I remember going to the cafeteria to get a drink (because I wasn't eating any food through this 10 days) I sat at the table started bawling. I was alone at the time Mike was trying to get to Anchorage and my family was far away. I folded my hands and said a prayer
"Lord please take care of my baby, give him strength, lord please continue to be with me and give me strength, please be with Mike and Dylan as they are on their flight to get here and give Mike strength as he is the one keeping things together. Im scared and I know you are with me Im following your lead lord." I laid my head on the table trying to take deep breaths so I could walk back through the hospital back to where Mason was.
Mason was released from the NICU, we flew back to Fairbanks. My sister in law and Mother in law both met us in Fairbanks that evening. (one coming from California and the other from Iowa) I was definately feeling overwhelmed. At this time we knew Mason did have downs and I was feeling sicker by the day. After a couple weeks my family left. I told Mike I couldnt take the pain anymore I was feeling light headed, dizzy and like I was going to pass out. He took me to the ER. I stayed a couple nights at the hospital being put on medicine and IVs because they suspected me having an infection. They released me after 48 hours.
I was told if I got a fever I had to come back. It was just a few short hours I had a fever. Back to the ER I went. The doctor told me they needed to keep me longer to run tests to see what was going on. It was that moment I had my first panic attack. I had to be taken away from my family, my newborn baby, a 5 year old I have only been away from a hand full of times and relying on my husband to take care of my kids when I was always the one to do so. I needed to be with my family. The doctor told me it has been more then a month and If I did have an infection I could be in serious trouble. They gave me some good drugs to calm me down. I had an MRI done which determined I had a large amount of infection. I had to have an emergency surgery. After the surgery I had to have another MRI done which showed I had a kidney infection in result of my other infection causing one of the kidneys not to function. Needing ANOTHER surgery. Being put completely down again, on oxygen and away from my family I was scared, and completely numb.
10 days, 2 surgeries, pain killer after pain killer, ALOT of Morphine, more tears then I have cried in my entire life, antidepressants, Xanax, fluids, alot of needles, 50lbs lighter and alot of prayer I was feeling better and was released from the hospital. As of today I am no longer on anti depressants or Xanax but at the time I felt I had no control of my life and needed that extra boost.
The lesson I learned was to take care of myself, I was deathly ill because the infection had started to spread in my blood stream. I cant say I would of done things differently but If I was ever put in that place again I would really think things through. ha ha.
Through the surgeries there was damage done leaving a high risk of not being able to have another baby, and at great risk of miscarriage or tubal pregnancies.
Through my blogging I chose not to blog about this time because it was the most challenging, and emotional time of my life. Now I look back and realize how much I have went through and how strong I am to this day because of this journey.

> _EXERCISE DESCRIPTION_: In the account, what did the MRI done after the first surgery show? Answer using only the account above.

> _EXTRACTED ENTRIES_:
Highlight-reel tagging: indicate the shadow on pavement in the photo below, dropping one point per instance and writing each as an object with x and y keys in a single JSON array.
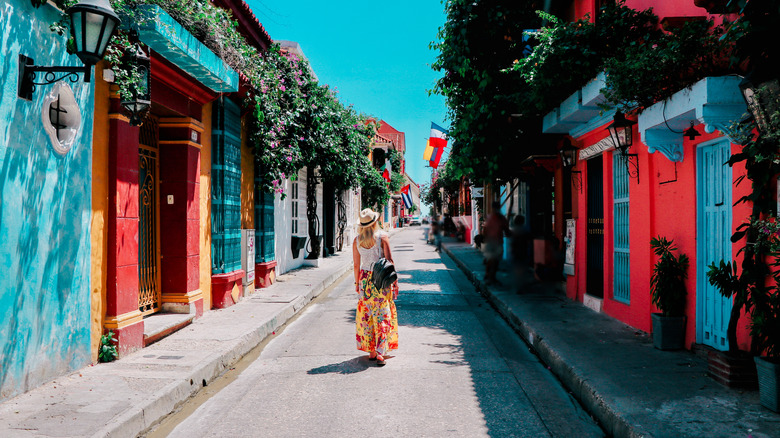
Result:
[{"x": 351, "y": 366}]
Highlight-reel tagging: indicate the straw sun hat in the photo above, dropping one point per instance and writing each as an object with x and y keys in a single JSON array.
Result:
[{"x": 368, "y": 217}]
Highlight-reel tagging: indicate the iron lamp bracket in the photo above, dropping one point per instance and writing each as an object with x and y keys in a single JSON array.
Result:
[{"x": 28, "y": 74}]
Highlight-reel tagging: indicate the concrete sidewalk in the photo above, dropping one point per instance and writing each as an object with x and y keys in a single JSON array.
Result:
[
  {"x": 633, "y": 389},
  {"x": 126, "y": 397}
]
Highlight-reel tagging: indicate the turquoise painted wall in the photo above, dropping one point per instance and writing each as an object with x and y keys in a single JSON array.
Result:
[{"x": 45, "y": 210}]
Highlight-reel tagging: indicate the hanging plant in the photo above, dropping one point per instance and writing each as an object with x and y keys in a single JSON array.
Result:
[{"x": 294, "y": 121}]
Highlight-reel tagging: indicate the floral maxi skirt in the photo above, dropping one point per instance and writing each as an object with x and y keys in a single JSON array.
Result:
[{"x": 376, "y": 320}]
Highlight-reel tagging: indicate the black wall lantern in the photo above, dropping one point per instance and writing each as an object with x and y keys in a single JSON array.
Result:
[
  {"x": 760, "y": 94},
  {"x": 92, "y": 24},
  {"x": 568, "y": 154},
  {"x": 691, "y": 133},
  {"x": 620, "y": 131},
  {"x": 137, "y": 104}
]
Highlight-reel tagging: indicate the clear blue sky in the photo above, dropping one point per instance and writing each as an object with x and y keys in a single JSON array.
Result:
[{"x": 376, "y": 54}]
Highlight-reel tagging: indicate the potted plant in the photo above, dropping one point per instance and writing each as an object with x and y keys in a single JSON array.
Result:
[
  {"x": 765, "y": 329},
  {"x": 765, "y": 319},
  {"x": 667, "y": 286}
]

* * *

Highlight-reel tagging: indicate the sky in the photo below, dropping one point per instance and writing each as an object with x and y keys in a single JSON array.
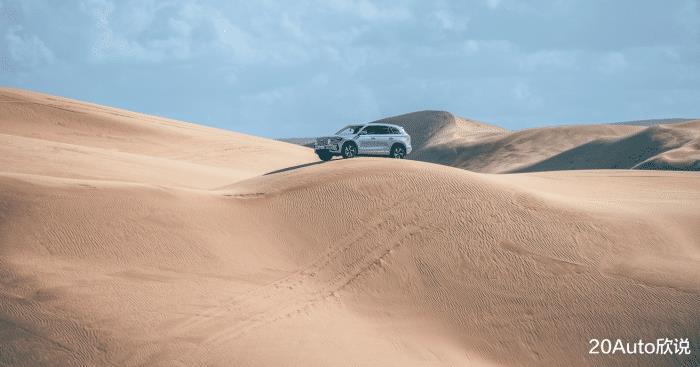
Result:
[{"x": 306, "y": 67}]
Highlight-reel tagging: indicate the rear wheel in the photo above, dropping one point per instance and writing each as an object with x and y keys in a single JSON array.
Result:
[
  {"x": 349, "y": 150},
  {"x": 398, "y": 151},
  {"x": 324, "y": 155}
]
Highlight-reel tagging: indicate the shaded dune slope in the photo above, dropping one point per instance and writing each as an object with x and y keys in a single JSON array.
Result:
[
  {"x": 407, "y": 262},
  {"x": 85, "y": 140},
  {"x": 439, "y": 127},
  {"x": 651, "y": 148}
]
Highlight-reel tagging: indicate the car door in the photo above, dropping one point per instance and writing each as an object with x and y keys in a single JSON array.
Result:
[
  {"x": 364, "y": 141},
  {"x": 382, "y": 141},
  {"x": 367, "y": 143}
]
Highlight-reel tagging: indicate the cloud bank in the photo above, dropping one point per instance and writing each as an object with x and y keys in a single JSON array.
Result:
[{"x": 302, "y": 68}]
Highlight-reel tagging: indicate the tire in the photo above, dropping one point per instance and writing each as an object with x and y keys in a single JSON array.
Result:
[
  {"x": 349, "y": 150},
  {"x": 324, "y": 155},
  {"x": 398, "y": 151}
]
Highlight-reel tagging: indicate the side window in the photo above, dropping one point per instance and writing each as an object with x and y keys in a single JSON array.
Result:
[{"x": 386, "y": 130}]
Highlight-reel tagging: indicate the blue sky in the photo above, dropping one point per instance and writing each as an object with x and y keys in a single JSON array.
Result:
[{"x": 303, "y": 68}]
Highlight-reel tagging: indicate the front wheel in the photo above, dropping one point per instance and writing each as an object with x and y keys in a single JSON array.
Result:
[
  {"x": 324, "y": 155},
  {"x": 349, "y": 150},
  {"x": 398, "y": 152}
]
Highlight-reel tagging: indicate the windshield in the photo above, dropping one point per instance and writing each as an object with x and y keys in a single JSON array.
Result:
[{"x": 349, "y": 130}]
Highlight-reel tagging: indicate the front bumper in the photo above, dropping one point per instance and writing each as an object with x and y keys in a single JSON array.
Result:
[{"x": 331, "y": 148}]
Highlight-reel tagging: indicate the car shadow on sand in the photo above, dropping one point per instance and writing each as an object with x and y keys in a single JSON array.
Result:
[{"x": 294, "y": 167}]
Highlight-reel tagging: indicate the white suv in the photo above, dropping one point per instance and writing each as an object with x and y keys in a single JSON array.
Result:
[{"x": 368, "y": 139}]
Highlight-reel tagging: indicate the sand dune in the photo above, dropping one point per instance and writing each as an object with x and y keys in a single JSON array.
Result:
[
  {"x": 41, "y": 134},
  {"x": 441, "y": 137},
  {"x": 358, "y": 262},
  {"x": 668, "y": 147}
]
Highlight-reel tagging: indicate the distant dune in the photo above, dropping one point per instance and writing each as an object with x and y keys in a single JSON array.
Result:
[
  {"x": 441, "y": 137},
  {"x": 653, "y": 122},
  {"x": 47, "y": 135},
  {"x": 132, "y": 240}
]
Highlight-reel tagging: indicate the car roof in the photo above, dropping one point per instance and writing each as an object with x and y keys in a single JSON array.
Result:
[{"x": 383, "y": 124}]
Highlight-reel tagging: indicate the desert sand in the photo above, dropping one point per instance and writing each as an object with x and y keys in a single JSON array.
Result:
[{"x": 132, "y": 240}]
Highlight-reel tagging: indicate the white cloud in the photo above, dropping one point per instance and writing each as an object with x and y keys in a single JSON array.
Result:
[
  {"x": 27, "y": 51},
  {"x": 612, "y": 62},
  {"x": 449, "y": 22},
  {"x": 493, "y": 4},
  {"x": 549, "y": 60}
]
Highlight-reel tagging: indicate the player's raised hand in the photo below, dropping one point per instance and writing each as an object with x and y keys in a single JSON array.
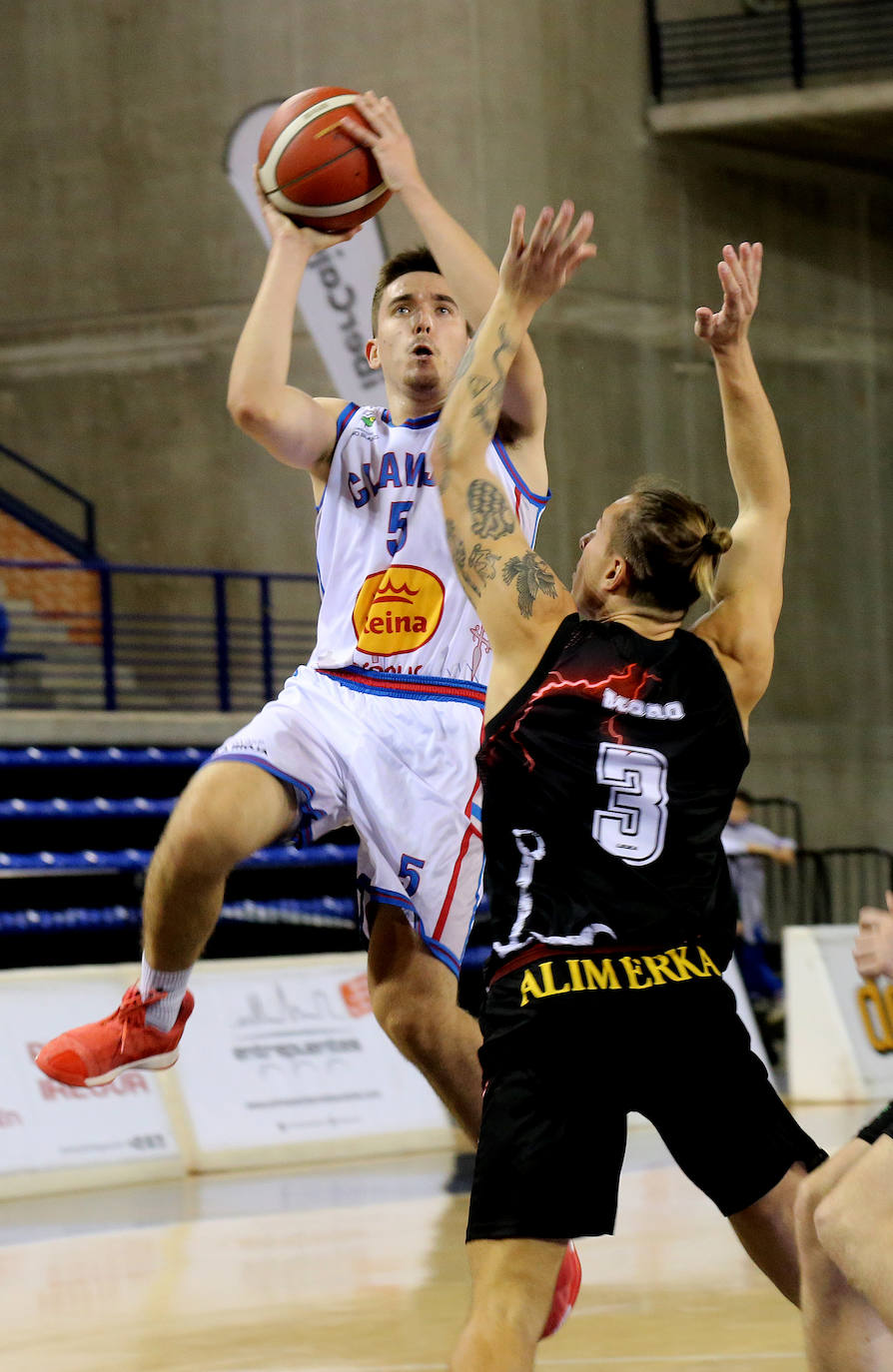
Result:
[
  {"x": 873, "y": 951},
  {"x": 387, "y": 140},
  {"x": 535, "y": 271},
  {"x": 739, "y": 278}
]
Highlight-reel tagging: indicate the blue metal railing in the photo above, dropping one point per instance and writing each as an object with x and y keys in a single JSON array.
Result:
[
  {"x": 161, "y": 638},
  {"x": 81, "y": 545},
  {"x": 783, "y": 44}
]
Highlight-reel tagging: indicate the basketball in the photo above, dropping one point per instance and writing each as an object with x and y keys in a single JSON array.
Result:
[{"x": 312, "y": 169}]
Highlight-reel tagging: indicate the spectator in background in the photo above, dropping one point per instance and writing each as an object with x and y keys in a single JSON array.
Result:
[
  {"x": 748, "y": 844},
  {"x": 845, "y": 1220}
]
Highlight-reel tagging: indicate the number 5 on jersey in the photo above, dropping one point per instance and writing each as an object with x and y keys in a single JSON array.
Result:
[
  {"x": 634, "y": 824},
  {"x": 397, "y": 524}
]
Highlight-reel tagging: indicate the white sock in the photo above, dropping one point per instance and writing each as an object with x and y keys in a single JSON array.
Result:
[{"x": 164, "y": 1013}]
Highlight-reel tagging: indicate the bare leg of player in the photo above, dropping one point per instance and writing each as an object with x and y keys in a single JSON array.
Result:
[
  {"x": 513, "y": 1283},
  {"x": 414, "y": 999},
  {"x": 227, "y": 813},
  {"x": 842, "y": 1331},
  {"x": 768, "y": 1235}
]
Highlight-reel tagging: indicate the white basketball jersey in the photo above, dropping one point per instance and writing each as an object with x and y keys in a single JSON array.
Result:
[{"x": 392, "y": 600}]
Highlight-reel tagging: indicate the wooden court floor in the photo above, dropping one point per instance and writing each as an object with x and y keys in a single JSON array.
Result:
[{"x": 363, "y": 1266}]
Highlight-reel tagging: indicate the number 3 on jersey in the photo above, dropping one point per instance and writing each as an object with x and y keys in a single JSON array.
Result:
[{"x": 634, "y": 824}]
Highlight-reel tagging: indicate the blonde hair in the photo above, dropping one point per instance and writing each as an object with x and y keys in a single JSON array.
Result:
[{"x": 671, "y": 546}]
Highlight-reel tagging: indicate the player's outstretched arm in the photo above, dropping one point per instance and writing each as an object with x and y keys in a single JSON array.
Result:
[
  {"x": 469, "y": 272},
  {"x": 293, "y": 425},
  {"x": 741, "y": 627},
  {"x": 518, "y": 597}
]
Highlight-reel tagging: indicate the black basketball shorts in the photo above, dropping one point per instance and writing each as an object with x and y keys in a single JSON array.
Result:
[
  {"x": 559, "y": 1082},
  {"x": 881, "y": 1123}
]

> _TASK RESPONSE_: It showed a kidney infection, caused by the other infection, that was keeping one of the kidneys from functioning.